— start of Source extract —
# Hungarian-Italian: elválás-feledés...



## muguete

Hi!

Can anyone translate this to me?

"Nem az elválásban van a feledés, hanem a feledésben az elválás..."

Many thanks!


----------



## ronanpoirier

"Non è nello silenzo che sta l'allontanamento, ma nell'allantolamento è che sta lo silenzo."


I just don't know what form of "to be" to use in that case.


----------



## muguete

Well, unfortunately I can't help you out with that  Anyway, thank you very much!


----------



## Spectre scolaire

ronanpoirier said:
			
		

> "Non è nello silenzio che sta l'allontanamento, ma nell' allontolanamento è che sta lo il silenzio."


 Some metatheses and vowel changes would spice up any language - including Italian... I hope I got it right now.
 ​


----------



## irene.acler

Spectre scolaire said:


> Some metatheses and vowel changes would spice up any language - including Italian... I hope I got it right now.
— end of Source extract —
— start of Listed records —
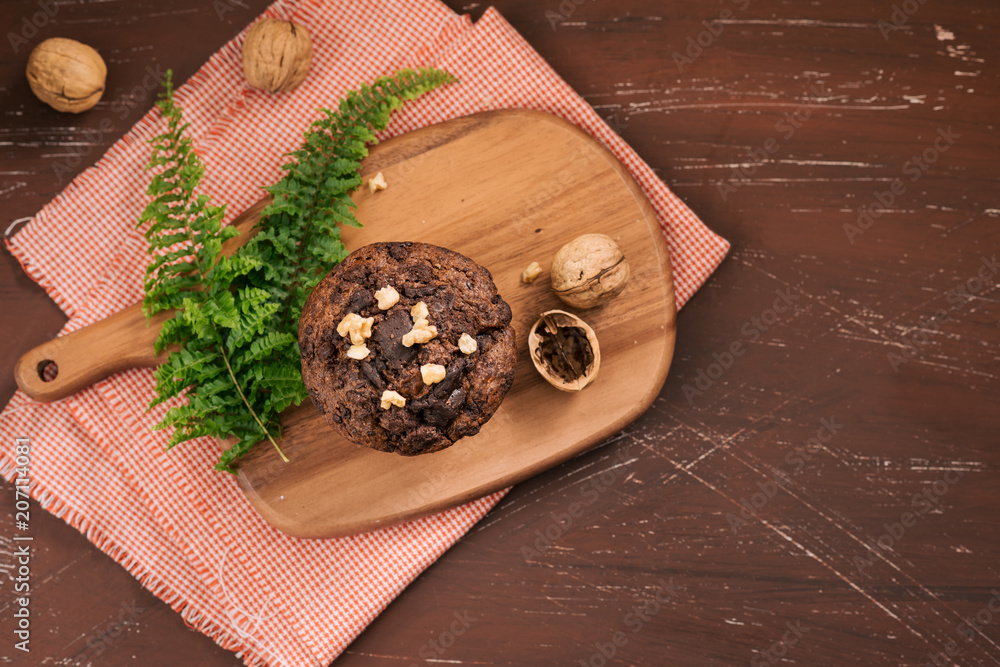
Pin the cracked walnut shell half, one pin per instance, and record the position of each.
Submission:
(564, 350)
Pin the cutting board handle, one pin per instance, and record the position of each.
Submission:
(90, 354)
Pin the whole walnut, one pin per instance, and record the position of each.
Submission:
(276, 55)
(66, 74)
(589, 271)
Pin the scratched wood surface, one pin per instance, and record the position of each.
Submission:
(817, 482)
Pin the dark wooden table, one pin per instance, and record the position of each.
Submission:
(816, 484)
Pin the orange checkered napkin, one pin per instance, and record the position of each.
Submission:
(184, 530)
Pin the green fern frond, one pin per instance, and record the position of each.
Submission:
(237, 317)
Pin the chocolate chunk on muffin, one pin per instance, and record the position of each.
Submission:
(407, 347)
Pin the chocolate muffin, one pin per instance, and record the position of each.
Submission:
(407, 347)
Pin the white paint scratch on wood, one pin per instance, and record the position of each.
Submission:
(943, 34)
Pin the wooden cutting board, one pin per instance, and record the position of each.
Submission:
(504, 188)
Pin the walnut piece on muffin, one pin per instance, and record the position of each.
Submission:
(439, 291)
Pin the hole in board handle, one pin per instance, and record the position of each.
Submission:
(47, 370)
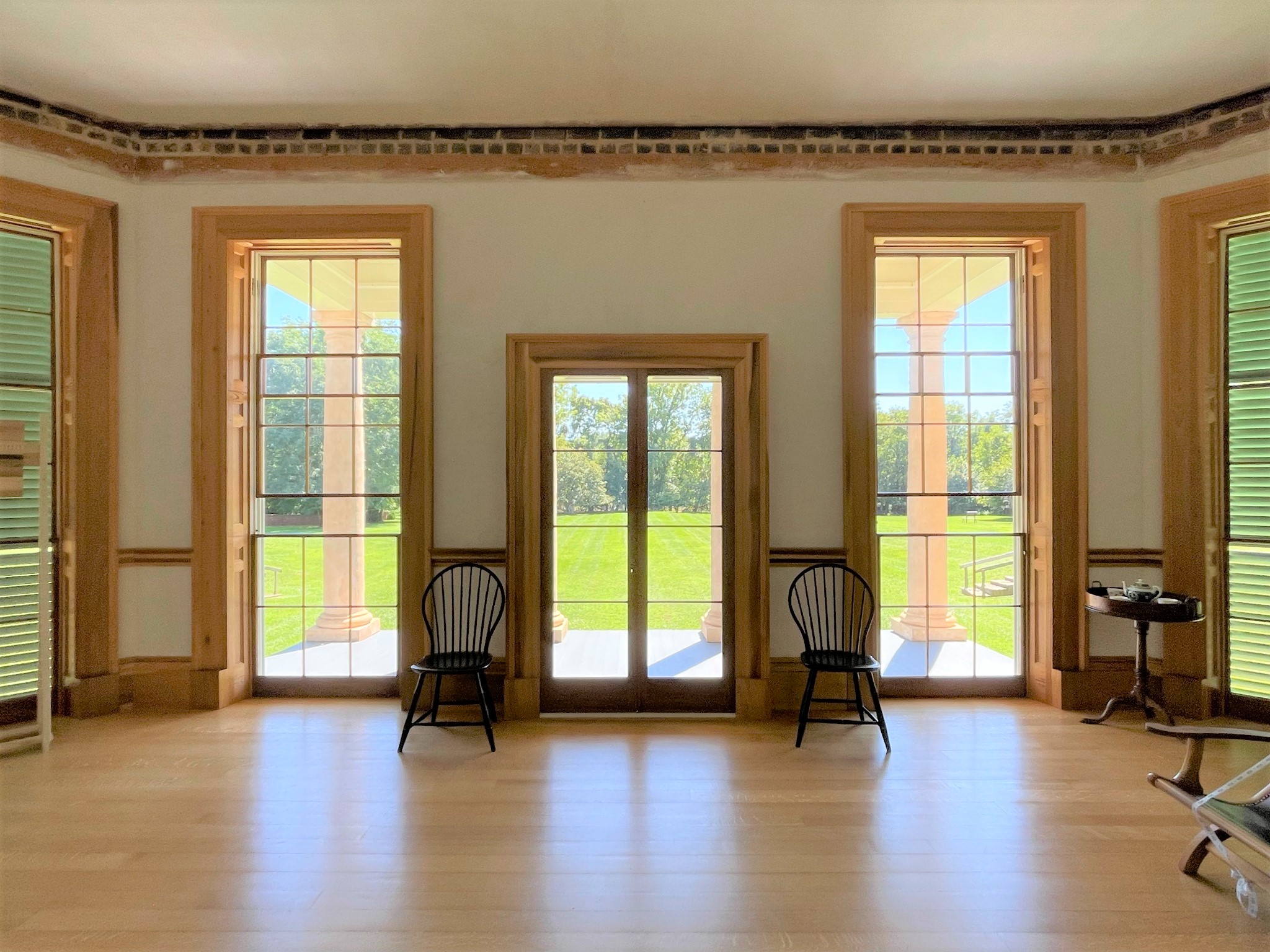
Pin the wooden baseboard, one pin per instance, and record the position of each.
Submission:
(92, 697)
(156, 683)
(214, 690)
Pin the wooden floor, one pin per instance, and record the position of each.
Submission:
(278, 826)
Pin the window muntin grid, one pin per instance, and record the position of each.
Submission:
(948, 390)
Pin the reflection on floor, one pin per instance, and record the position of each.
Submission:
(671, 654)
(948, 659)
(295, 826)
(375, 655)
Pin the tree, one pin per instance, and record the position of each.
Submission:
(580, 484)
(285, 451)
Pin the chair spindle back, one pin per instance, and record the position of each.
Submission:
(832, 607)
(461, 607)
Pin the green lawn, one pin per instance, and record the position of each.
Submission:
(293, 597)
(991, 620)
(591, 563)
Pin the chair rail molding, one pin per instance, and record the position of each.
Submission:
(1194, 467)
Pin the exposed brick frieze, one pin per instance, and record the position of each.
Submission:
(150, 149)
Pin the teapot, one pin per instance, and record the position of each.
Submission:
(1141, 591)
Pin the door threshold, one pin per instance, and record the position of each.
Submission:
(637, 715)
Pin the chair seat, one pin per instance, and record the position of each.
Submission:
(454, 663)
(838, 662)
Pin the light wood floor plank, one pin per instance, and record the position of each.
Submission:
(277, 826)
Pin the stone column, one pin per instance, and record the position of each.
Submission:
(928, 469)
(711, 622)
(343, 470)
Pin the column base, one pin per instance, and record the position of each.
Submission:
(342, 631)
(929, 632)
(711, 626)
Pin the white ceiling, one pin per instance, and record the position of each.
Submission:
(630, 61)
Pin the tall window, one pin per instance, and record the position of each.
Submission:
(29, 384)
(950, 516)
(1248, 400)
(327, 518)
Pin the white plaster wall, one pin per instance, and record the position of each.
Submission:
(154, 611)
(636, 255)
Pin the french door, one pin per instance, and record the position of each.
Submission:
(637, 488)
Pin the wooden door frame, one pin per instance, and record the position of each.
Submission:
(746, 356)
(1057, 662)
(1193, 431)
(223, 655)
(631, 694)
(89, 437)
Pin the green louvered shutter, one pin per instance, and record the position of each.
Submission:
(1248, 333)
(25, 392)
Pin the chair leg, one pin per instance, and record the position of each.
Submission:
(486, 703)
(493, 712)
(1197, 850)
(409, 715)
(806, 706)
(860, 703)
(882, 721)
(436, 699)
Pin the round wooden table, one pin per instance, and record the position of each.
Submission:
(1142, 615)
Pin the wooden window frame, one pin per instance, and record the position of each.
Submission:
(528, 357)
(1057, 662)
(88, 662)
(223, 656)
(1192, 333)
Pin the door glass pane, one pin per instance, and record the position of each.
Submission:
(948, 508)
(329, 513)
(685, 527)
(591, 565)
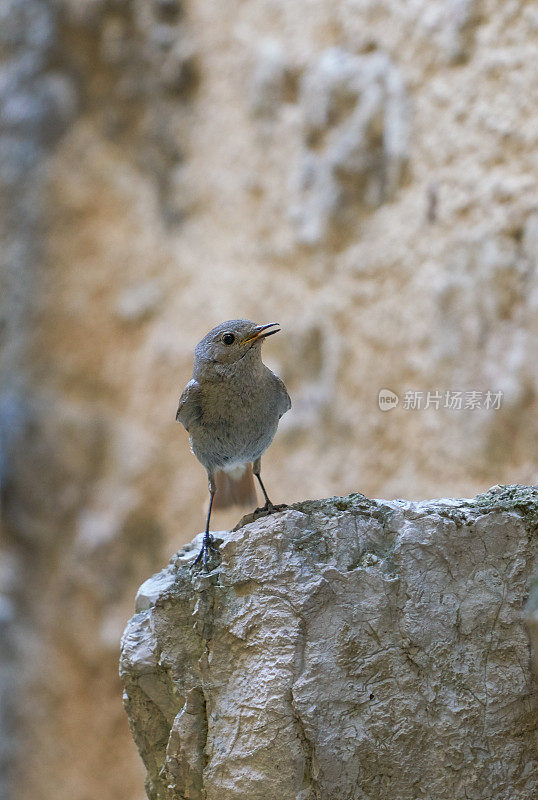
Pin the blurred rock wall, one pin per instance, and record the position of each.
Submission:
(364, 172)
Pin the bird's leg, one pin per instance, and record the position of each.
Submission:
(207, 543)
(268, 508)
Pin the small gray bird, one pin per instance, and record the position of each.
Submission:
(231, 409)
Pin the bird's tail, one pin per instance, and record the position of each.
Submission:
(235, 487)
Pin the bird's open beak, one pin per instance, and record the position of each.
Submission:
(262, 332)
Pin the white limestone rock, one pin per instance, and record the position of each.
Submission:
(344, 648)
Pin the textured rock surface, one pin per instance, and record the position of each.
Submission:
(345, 648)
(154, 179)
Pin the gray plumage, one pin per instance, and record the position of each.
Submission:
(233, 403)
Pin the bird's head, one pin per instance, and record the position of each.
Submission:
(233, 340)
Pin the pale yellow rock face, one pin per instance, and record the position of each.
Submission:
(363, 172)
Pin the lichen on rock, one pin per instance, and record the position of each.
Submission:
(344, 648)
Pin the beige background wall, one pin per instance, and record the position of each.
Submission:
(363, 172)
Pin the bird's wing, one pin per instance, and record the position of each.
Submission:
(189, 409)
(285, 402)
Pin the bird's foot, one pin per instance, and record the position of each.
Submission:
(207, 553)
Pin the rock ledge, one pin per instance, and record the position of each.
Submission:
(344, 649)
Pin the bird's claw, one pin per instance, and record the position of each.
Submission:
(267, 509)
(208, 547)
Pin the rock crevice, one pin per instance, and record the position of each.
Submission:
(345, 648)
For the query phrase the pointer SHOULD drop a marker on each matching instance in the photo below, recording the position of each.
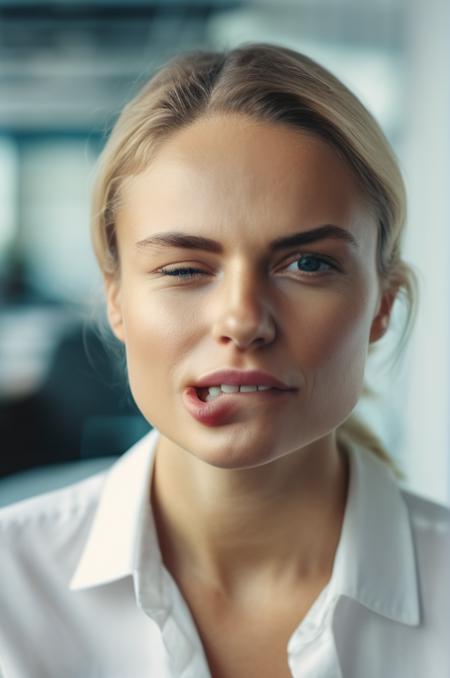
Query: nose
(243, 311)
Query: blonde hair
(278, 85)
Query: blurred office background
(66, 69)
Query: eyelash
(191, 273)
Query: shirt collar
(122, 518)
(374, 564)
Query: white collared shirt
(84, 592)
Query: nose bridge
(243, 308)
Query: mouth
(207, 394)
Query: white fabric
(84, 593)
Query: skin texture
(252, 509)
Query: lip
(224, 408)
(241, 377)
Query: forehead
(230, 171)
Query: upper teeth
(228, 388)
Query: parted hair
(279, 85)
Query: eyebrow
(196, 242)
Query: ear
(114, 306)
(380, 323)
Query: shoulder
(427, 517)
(60, 513)
(430, 528)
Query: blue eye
(311, 263)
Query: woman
(248, 216)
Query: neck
(278, 523)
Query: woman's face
(304, 313)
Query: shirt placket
(312, 648)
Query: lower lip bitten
(218, 409)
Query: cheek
(157, 335)
(332, 337)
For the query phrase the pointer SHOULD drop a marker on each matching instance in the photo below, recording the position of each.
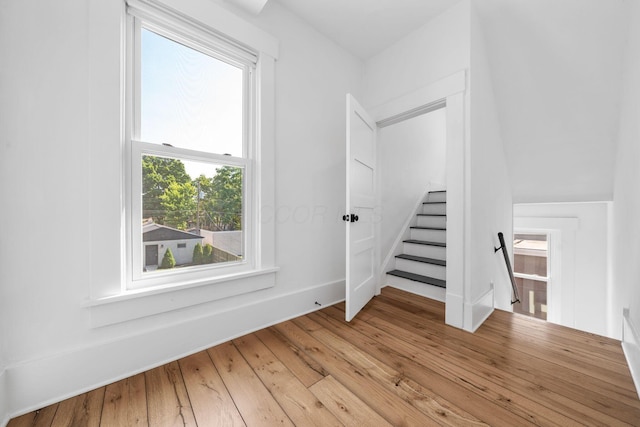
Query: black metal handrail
(509, 269)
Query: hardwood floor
(396, 364)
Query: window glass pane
(530, 254)
(533, 298)
(189, 99)
(192, 213)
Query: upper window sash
(201, 41)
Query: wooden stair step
(423, 259)
(419, 278)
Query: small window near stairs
(531, 271)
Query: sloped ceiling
(556, 68)
(366, 27)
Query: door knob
(350, 218)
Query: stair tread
(419, 278)
(424, 242)
(422, 259)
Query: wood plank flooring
(396, 364)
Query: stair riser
(439, 236)
(422, 268)
(434, 252)
(434, 209)
(432, 221)
(437, 197)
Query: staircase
(421, 268)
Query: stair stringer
(411, 221)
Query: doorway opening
(531, 271)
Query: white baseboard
(454, 310)
(38, 383)
(422, 289)
(4, 399)
(477, 312)
(631, 347)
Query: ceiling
(366, 27)
(556, 68)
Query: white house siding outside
(182, 255)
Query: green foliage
(157, 174)
(207, 254)
(179, 204)
(224, 202)
(198, 256)
(171, 198)
(168, 261)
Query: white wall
(557, 67)
(581, 289)
(412, 156)
(451, 42)
(489, 183)
(45, 172)
(434, 51)
(626, 243)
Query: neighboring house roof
(153, 232)
(228, 241)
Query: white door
(362, 266)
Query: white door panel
(361, 251)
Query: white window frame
(110, 299)
(178, 30)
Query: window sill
(135, 304)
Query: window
(531, 271)
(117, 146)
(191, 137)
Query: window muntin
(192, 106)
(189, 98)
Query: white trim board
(631, 347)
(477, 312)
(71, 373)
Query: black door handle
(350, 218)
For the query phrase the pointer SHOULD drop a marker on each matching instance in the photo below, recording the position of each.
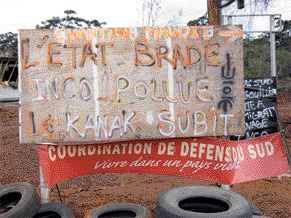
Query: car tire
(202, 201)
(18, 200)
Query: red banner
(215, 160)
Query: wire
(227, 4)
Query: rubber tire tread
(168, 203)
(141, 211)
(60, 208)
(28, 204)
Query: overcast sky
(25, 14)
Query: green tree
(70, 20)
(8, 44)
(8, 41)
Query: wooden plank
(128, 83)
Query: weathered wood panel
(128, 83)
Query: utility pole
(214, 12)
(272, 46)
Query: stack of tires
(204, 201)
(20, 199)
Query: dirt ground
(20, 163)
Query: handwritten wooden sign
(260, 107)
(128, 83)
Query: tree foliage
(257, 52)
(8, 41)
(70, 20)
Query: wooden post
(214, 12)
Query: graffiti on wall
(129, 83)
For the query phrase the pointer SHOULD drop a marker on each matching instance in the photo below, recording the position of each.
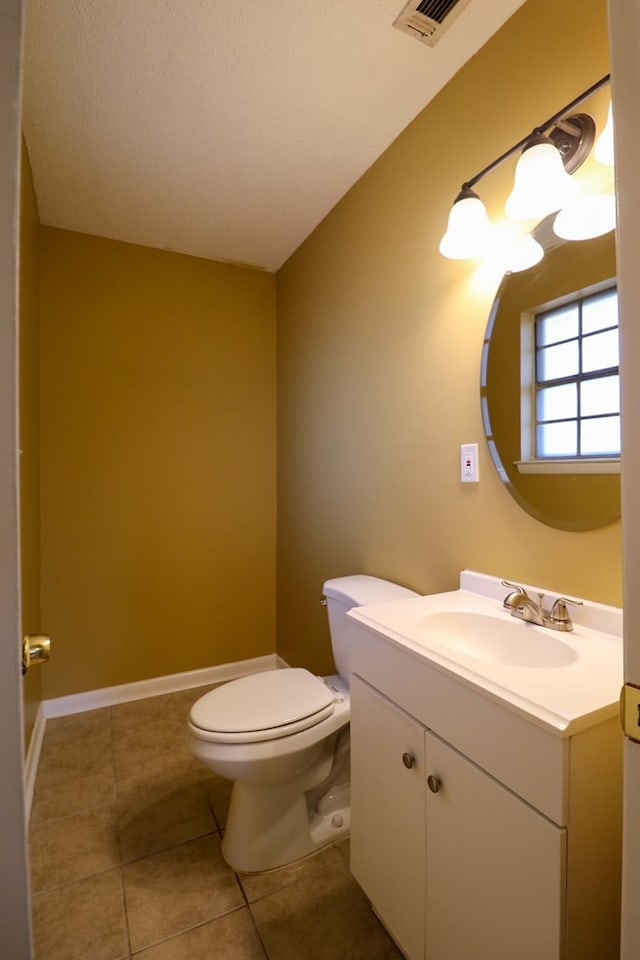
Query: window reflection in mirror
(517, 433)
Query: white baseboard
(110, 696)
(32, 759)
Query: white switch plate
(469, 463)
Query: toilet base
(268, 828)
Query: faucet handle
(559, 612)
(514, 586)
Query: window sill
(597, 465)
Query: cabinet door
(495, 868)
(388, 814)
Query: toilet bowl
(282, 737)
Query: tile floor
(125, 856)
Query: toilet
(282, 738)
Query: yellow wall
(29, 430)
(158, 462)
(379, 341)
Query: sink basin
(496, 640)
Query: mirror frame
(570, 501)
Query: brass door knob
(36, 648)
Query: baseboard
(110, 696)
(32, 759)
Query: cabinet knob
(409, 760)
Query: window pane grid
(586, 424)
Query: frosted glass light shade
(586, 217)
(541, 184)
(603, 150)
(468, 228)
(523, 254)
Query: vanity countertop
(563, 681)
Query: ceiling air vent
(427, 20)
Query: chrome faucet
(521, 606)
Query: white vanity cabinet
(456, 867)
(475, 833)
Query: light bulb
(541, 183)
(468, 228)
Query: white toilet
(282, 737)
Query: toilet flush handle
(409, 760)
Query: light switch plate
(469, 463)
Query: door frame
(15, 906)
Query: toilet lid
(264, 706)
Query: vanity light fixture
(550, 154)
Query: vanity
(486, 776)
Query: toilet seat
(263, 706)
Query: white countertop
(563, 698)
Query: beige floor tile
(171, 892)
(71, 746)
(232, 937)
(344, 849)
(156, 816)
(322, 917)
(92, 723)
(62, 792)
(81, 921)
(259, 885)
(145, 755)
(73, 848)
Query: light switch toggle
(630, 711)
(469, 463)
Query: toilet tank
(341, 595)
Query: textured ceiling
(224, 129)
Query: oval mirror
(569, 501)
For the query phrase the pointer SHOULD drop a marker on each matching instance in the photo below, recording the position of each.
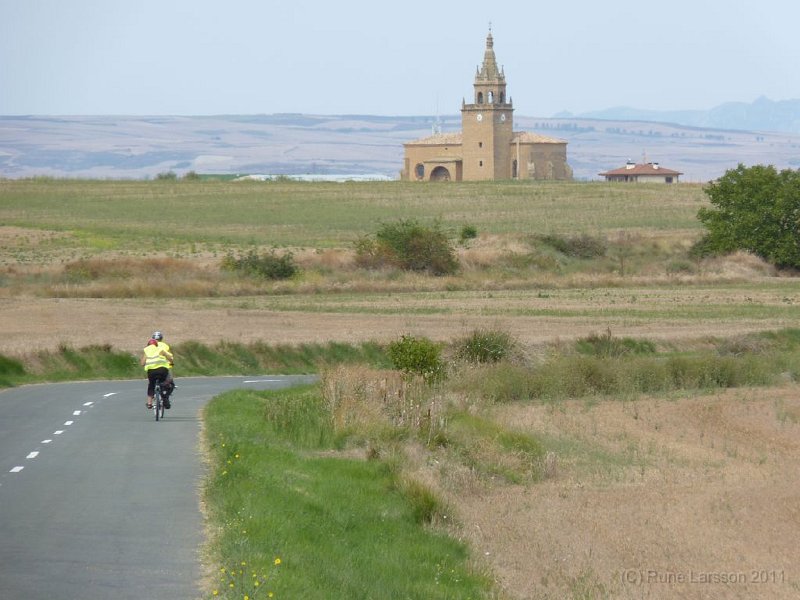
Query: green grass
(341, 528)
(119, 214)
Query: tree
(756, 209)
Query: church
(487, 148)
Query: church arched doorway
(440, 174)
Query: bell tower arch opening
(440, 174)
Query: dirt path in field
(33, 323)
(690, 498)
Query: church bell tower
(487, 123)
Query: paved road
(97, 500)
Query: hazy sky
(410, 57)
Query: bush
(606, 345)
(417, 356)
(485, 346)
(468, 232)
(265, 266)
(754, 209)
(410, 246)
(582, 246)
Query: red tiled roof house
(642, 173)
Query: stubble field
(686, 495)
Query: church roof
(438, 139)
(456, 139)
(528, 137)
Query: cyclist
(170, 381)
(156, 363)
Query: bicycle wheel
(157, 402)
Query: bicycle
(158, 400)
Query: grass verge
(305, 524)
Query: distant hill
(761, 115)
(351, 145)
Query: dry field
(690, 497)
(686, 496)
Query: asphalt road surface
(97, 499)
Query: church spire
(489, 71)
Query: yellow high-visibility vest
(154, 359)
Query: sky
(411, 57)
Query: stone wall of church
(542, 161)
(416, 157)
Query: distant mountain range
(761, 115)
(702, 145)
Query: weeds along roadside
(358, 438)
— end of Listed records —
Write the next part of the forum thread about putting the Hungarian line into Italian, starting right after its last quoted post.

> ​


 
You got it!


----------



## tie-break

Non è nel silenzio che sta l'allontanamento, ma nell'allontanamento è che sta il silenzio.


----------



## Spectre scolaire

tie-break said:
			
		

> Non è nel silenzio che sta l'allontanamento, ma nell'allontanamento è che[*?*] sta il silenzio.


 If you eliminate *è*, I would expect *che* to “pass the same threshold”... 

I am repeating for myself this _adage_ over and over again. I may be wrong... (Something _is_ “clumsy” here - you’re right about that!)
 “Eliminate” < e[x] + _limen_, “threshold” ​


----------



## Zsanna

It is probably too late now, but I can't go past the problem: the original term is not about silence but about parting and forgetting.
In English: Forgetting (about somebody) is not when parting (= when two people separate) but (the real) parting is in forgetting.
Or to understand it: 
You don't forget somebody when you leave them but you leave them when you forget them.

Now in Italian...
Non è nella separazione che sta l'oblio ma nell'oblio che sta la separazione.


----------



## MSZ

Zsanna said:


> It is probably too late now, but I can't go past the problem: the original term is not about silence but about parting and forgetting.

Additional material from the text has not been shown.